== AIM OF THE TASK ==
What you return must match the records exactly.

== RECORD EXTRACTS ==
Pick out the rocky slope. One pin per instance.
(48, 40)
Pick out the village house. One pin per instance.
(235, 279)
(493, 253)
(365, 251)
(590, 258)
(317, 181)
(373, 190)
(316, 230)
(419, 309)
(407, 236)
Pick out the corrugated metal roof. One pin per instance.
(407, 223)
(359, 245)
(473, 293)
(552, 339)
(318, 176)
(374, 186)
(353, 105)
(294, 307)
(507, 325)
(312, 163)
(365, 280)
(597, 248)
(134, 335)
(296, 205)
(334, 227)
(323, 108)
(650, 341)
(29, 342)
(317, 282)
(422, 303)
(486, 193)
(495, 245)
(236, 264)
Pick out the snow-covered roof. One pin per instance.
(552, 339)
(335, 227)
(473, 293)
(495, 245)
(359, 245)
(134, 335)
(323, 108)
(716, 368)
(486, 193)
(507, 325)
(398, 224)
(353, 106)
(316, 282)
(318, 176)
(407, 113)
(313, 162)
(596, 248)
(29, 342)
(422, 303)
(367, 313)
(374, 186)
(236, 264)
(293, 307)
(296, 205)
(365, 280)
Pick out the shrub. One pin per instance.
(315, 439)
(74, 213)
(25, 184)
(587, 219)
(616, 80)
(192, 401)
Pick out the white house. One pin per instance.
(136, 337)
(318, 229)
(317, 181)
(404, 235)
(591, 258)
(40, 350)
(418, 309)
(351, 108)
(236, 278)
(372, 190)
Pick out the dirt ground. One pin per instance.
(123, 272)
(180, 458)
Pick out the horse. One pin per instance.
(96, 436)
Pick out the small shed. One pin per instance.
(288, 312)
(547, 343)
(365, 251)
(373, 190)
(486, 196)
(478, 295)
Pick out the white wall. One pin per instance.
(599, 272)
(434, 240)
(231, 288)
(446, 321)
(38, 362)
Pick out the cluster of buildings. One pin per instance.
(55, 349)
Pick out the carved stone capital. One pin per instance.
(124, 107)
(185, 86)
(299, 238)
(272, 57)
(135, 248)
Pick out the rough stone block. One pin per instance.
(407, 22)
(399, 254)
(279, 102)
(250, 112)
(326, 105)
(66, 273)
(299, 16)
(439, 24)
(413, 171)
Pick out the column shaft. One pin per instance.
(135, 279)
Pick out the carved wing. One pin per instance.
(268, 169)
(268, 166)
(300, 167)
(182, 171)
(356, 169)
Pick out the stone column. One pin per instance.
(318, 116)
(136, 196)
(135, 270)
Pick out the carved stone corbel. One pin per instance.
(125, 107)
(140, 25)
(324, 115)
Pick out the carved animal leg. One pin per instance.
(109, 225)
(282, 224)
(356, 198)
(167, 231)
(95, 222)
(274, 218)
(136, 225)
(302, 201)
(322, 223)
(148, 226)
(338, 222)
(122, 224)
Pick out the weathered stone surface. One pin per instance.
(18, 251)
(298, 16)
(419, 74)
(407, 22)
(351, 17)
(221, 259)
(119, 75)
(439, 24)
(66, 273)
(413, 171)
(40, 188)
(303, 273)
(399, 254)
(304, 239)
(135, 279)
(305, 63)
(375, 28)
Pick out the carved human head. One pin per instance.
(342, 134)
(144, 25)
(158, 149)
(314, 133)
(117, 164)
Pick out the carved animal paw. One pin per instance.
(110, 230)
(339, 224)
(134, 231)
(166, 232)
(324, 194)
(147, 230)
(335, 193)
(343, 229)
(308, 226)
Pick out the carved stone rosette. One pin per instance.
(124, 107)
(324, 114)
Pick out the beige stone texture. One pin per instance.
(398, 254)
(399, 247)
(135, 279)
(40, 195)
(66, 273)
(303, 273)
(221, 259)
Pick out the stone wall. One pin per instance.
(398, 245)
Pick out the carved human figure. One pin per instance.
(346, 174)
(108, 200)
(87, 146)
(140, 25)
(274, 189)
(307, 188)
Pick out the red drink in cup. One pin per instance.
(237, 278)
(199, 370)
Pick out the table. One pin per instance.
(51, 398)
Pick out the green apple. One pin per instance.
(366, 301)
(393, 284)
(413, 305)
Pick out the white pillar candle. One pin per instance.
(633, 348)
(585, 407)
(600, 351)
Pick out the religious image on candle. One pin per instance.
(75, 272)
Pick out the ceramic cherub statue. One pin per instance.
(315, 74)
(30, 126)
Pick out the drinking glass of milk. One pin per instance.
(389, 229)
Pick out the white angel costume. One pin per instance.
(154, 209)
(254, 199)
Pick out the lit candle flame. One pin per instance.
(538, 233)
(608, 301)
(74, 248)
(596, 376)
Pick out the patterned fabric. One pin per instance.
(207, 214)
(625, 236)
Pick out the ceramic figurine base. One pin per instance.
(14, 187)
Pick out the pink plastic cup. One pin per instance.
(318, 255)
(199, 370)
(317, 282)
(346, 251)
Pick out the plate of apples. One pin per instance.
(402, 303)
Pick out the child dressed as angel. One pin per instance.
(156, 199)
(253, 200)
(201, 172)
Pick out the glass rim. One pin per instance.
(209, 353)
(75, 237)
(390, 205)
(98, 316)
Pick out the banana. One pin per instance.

== OUTPUT BELOW ==
Pick out the rocky slope. One pin per instance.
(48, 40)
Pick out the village house. One pin per instance.
(235, 279)
(493, 253)
(365, 251)
(590, 258)
(317, 181)
(373, 190)
(316, 230)
(419, 309)
(407, 236)
Pick out the corrugated metal roof. One pin per instance.
(407, 223)
(359, 245)
(473, 293)
(552, 339)
(318, 176)
(374, 186)
(353, 105)
(294, 307)
(507, 325)
(312, 163)
(365, 280)
(597, 248)
(134, 335)
(296, 205)
(334, 227)
(323, 108)
(650, 341)
(29, 342)
(317, 282)
(422, 303)
(486, 193)
(495, 245)
(236, 264)
Pick out the snow-covered roof. One pin per instance.
(552, 339)
(335, 227)
(473, 293)
(495, 245)
(359, 245)
(134, 335)
(323, 108)
(716, 368)
(486, 193)
(507, 325)
(398, 224)
(353, 106)
(316, 282)
(318, 176)
(407, 113)
(313, 162)
(596, 248)
(29, 342)
(422, 303)
(367, 313)
(374, 186)
(236, 264)
(293, 307)
(296, 205)
(365, 280)
Pick out the shrub. One pin per instance.
(315, 439)
(74, 213)
(25, 184)
(587, 219)
(616, 80)
(192, 401)
Pick out the white house. One pin per instance.
(136, 337)
(318, 229)
(317, 181)
(404, 235)
(591, 258)
(40, 350)
(418, 309)
(351, 108)
(236, 278)
(372, 190)
Pick out the dirt ground. One pin per instance.
(123, 272)
(180, 458)
Pick out the horse. One pin per instance.
(96, 436)
Pick out the small shed. One pin per instance.
(288, 312)
(547, 343)
(365, 251)
(373, 190)
(486, 196)
(478, 295)
Pick out the white wall. One pin per instance.
(599, 272)
(434, 240)
(231, 288)
(446, 321)
(38, 362)
Pick out the cluster of buildings. One pin per instance.
(55, 349)
Pick out the carved stone capital. One pin per instance.
(124, 107)
(185, 86)
(299, 238)
(272, 57)
(135, 248)
Pick out the rough stone block. One pin per instance.
(407, 22)
(399, 254)
(279, 102)
(250, 112)
(326, 105)
(66, 273)
(299, 16)
(439, 24)
(413, 171)
Pick out the column shaft. One pin per instance.
(135, 279)
Pick out the carved wing. One pin per instance.
(268, 169)
(268, 166)
(300, 167)
(182, 171)
(356, 169)
Pick out the stone column. One pin per instance.
(318, 116)
(136, 196)
(135, 270)
Pick out the carved stone corbel. One pin per instance.
(125, 107)
(140, 25)
(324, 115)
Pick out the carved animal leg. One pin per instance.
(109, 225)
(282, 224)
(356, 198)
(167, 231)
(95, 222)
(274, 218)
(136, 225)
(302, 201)
(322, 223)
(148, 226)
(338, 222)
(122, 224)
Pick out the weathered stone surface. One pin per instance.
(18, 251)
(298, 16)
(419, 74)
(407, 22)
(351, 17)
(221, 259)
(119, 75)
(439, 24)
(66, 273)
(413, 171)
(40, 188)
(303, 273)
(399, 254)
(304, 239)
(135, 279)
(305, 63)
(375, 28)
Pick out the carved human head. One pin per instance.
(342, 134)
(144, 25)
(158, 149)
(314, 133)
(117, 164)
Pick out the carved animal paw. One pin per instance.
(110, 230)
(339, 224)
(134, 231)
(166, 232)
(324, 194)
(147, 230)
(335, 193)
(343, 229)
(308, 226)
Pick out the carved stone rosette. One pin per instance.
(124, 107)
(324, 114)
Pick out the beige stone texture. One pin per instance.
(398, 254)
(399, 247)
(135, 279)
(40, 195)
(66, 273)
(303, 273)
(221, 259)
Pick out the stone wall. One pin per instance.
(398, 245)
Pick out the carved human figure. One pin per instance.
(346, 174)
(108, 200)
(87, 146)
(140, 25)
(274, 189)
(307, 188)
Pick out the red drink in cup. One pin per instance.
(237, 278)
(199, 370)
Pick out the table. One pin per instance.
(51, 398)
Pick out the green apple. One pin per instance.
(366, 301)
(393, 284)
(413, 305)
Pick out the white pillar candle. One pin per instance.
(633, 348)
(585, 407)
(600, 351)
Pick out the religious image on candle. One pin per instance.
(75, 272)
Pick out the ceramic cherub statue. One pin per instance.
(315, 74)
(30, 126)
Pick out the drinking glass of milk. One pin per instance.
(389, 229)
Pick out the white angel costume. One pin per instance.
(154, 209)
(254, 199)
Pick out the lit candle flame. One pin per instance.
(538, 233)
(608, 301)
(74, 248)
(596, 376)
Pick out the patterned fabric. One pin per instance.
(207, 214)
(625, 236)
Pick out the ceramic figurine base. One pin per instance.
(14, 187)
Pick out the pink plastic cup. One pin per instance.
(318, 255)
(199, 370)
(317, 282)
(346, 251)
Pick out the plate of apples. One pin per instance.
(402, 303)
Pick out the child dressed as angel. One pin per instance.
(156, 199)
(253, 200)
(201, 172)
Pick out the glass rim. One pin per instance.
(209, 353)
(75, 237)
(390, 205)
(98, 316)
Pick out the banana. One pin per instance.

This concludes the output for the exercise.